There are two major classes of angels; the “elect” 1Tim.5.21, (also called “holy” Matt.25.31), and “fallen” Isa.14.12. Among the elect angels two main personages are named; while among the fallen one angel stands out from the others. Also among both the elect and fallen angels there are a number of selective sub-groupings.


There are two outstanding elect angels who are individually named. Perhaps the most well-known is Michael whose name means “Who is like God”. He is given a prominent place in the book of Daniel, 10.13,21; 12.1, and referred to as the archangel in the book of Jude, v.9. Michael and his angels fight with the dragon and his angels in Rev.12.7. These are all the direct references to this mighty angel. There is one further interesting reference to “… the voice of the archangel” in 1Thess.4.16.

There can be only one archangel, so he is clearly the supreme force for good among the elect angels. He is called Israel’s “great prince” Dan.12.1; he is great in authority and power, capable of effecting deliverance for the nation in the great tribulation; “And at that time shall Michael stand up, the great prince which standeth for the children of thy people: and there shall be a time of trouble, such as never was since there was a nation even to that same time: and at that time thy people shall be delivered, every one that shall be found written in the book”. The fact of “war in heaven” Rev.12.7, (are all wars fought and decided “in heaven” before the evidence is seen on earth?) where Michael overcomes the Dragon and his angels is a further emphatic indication of his power and may well parallel the time frame in Daniel chapter 12.

The reference to him disputing with Satan over the body of Moses in Jude, might give an indication of one of his main spheres of influence, viz. the bodies of the saints, and throw light on the reference to the voice of the archangel in 1 Thessalonians chapter 4, where the bodies of the saints are in view. The shout of the “Lord Himself” characterised by archangel voice will be sufficiently powerful to raise the sleeping bodies of the “dead in Christ” and thereafter rapture them into His presence. In passing it is worth noting the respect paid to authority by Michael in Jude v.9; “Yet Michael the archangel, when contending with the devil he disputed about the body of Moses, durst not bring against him a railing accusation, but said, The Lord rebuke thee”. In days when authority is lightly regarded the lesson should not be lost.

--------

__Problem to solve__:
Continue the passage on elect and fallen angels, picking up after its final sentence.

[Excerpts of location-labeling data]

--------

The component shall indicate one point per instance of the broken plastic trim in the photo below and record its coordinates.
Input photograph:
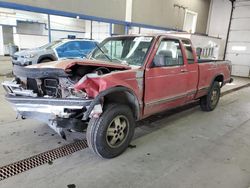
(98, 98)
(38, 72)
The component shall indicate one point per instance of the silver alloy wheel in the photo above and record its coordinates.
(117, 131)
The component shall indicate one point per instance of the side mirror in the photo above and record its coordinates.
(198, 52)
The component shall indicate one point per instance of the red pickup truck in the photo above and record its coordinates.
(125, 79)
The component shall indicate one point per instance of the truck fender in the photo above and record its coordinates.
(134, 103)
(219, 78)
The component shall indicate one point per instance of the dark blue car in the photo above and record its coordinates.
(60, 49)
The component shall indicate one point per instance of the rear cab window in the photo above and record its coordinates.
(168, 54)
(189, 51)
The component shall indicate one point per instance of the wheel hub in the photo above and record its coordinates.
(117, 131)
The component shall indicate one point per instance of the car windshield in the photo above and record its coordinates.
(130, 50)
(50, 45)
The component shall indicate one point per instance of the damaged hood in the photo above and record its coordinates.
(61, 68)
(66, 64)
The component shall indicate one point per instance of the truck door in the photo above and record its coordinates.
(192, 69)
(165, 78)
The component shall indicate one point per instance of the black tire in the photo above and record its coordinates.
(98, 136)
(210, 101)
(45, 60)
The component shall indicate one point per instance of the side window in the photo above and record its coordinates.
(168, 54)
(189, 51)
(114, 49)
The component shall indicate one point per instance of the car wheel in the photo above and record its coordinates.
(46, 60)
(210, 101)
(110, 134)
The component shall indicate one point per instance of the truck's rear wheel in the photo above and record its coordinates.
(210, 101)
(110, 134)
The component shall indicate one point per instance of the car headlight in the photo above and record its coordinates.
(29, 56)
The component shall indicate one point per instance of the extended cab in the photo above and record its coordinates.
(125, 79)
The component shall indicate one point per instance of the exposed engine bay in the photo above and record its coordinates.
(58, 85)
(49, 95)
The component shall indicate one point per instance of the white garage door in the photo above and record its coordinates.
(238, 50)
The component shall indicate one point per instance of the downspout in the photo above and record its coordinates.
(229, 27)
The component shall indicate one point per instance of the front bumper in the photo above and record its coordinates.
(46, 109)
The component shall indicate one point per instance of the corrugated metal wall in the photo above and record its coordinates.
(238, 50)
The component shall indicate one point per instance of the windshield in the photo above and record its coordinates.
(50, 45)
(126, 50)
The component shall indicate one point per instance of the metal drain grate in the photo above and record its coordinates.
(40, 159)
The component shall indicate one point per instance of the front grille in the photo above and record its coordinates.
(51, 87)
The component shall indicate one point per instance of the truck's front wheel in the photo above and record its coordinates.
(110, 134)
(210, 101)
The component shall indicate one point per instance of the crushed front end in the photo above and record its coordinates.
(48, 95)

--------

__Result__:
The other named elect angel is Gabriel. His name means “the mighty one” or “champion of God”. His activity is associated with unveiling the future. He was sent to Daniel, 8.16, to reveal divine secrets in the vision of the ram and the he-goat, and to communicate the all-important details of the seventy weeks’ prophecy, 9.21-27. He announced the birth of John the Baptist, Lk.1.11, and of the Messiah, Lk.1.26. He describes himself as “… Gabriel, that stand in the presence of God” Lk.1.19. Like Elijah, 1Kgs.17.1; 18.15, and Elisha, 2Kgs.3.14; 5.16, before him, he evidences that those who stand in the presence of God can give an effective communication of the mind of God.


There are again two of these with which we are familiar. The first are the cherubim, also called “living creatures” in Ezek.10.20, and Rev.4.6, where they are called “beasts” in the A.V. It is difficult to determine one unified activity for the cherubim since there is such a diversity of references to them. They are first seen as guardians of Paradise in Gen.3.24. They then have a large place symbolically and ornamentally in both the tabernacle, e.g. Ex.25.18ff, and the temples of Solomon, eg 1Kgs.6.23ff, and Ezek.41.18ff. In addition their intimate link with the throne of God is seen in both the Psalms, e.g. 80.1; 99.1; Ezekiel chapter 1 and Revelation chapter 4.

Integrating the truth associated with the variety of references, indicates at least the following to be true of the cherubim.

  • They defend the holiness of God and are guardians of sacred things; if necessary linked to judgment, Gen.3.24; Ex.25.18ff, with no possibility of exclusion or evasion from that judgment, “… full of eyes before and behind” Rev.4.6; and with faces looking in all directions, Ezek.1.10. To defend Divine holiness they were capable of movement universally and instantaneously as necessary, Ezek.1.12,14.

  • They have an intimate relationship to the throne of God. The throne can be transported or supported as necessary, Ps.18.9,10; Ezek.1.22. Additionally they are “round about the throne” giving all necessary supplementary protection, Rev.4.6-9, linked to devoted worship.

  • They are an emblem of the Divine presence, Ps.80.1; 99.1.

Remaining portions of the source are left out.